··· Data shown ···

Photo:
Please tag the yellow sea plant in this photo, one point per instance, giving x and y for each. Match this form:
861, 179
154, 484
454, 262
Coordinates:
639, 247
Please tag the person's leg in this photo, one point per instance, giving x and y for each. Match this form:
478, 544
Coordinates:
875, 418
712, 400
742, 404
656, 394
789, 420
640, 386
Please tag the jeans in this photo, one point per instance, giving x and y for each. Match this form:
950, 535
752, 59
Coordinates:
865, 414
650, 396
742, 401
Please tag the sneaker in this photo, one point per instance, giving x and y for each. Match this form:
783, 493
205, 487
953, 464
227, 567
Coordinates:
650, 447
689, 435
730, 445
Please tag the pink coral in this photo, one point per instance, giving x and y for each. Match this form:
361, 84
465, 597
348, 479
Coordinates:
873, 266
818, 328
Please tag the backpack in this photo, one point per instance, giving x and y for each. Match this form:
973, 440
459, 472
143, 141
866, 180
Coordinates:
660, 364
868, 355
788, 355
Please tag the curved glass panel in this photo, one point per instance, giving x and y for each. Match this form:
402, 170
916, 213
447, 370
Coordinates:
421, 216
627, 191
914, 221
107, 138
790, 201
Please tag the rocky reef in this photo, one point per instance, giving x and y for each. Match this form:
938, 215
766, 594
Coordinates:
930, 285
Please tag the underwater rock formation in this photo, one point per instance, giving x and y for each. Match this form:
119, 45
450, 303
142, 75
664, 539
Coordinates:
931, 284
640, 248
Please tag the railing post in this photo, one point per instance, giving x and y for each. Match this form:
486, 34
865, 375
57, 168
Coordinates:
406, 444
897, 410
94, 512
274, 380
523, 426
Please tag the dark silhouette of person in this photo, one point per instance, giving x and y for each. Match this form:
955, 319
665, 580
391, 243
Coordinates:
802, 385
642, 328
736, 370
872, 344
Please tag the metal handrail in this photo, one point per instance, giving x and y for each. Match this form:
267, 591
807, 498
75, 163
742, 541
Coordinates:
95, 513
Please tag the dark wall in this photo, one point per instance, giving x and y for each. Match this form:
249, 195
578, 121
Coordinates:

···

■ **Exercise directions**
For each line above that contains "person", add one to a count, then state only the final number.

■ **Task answer**
2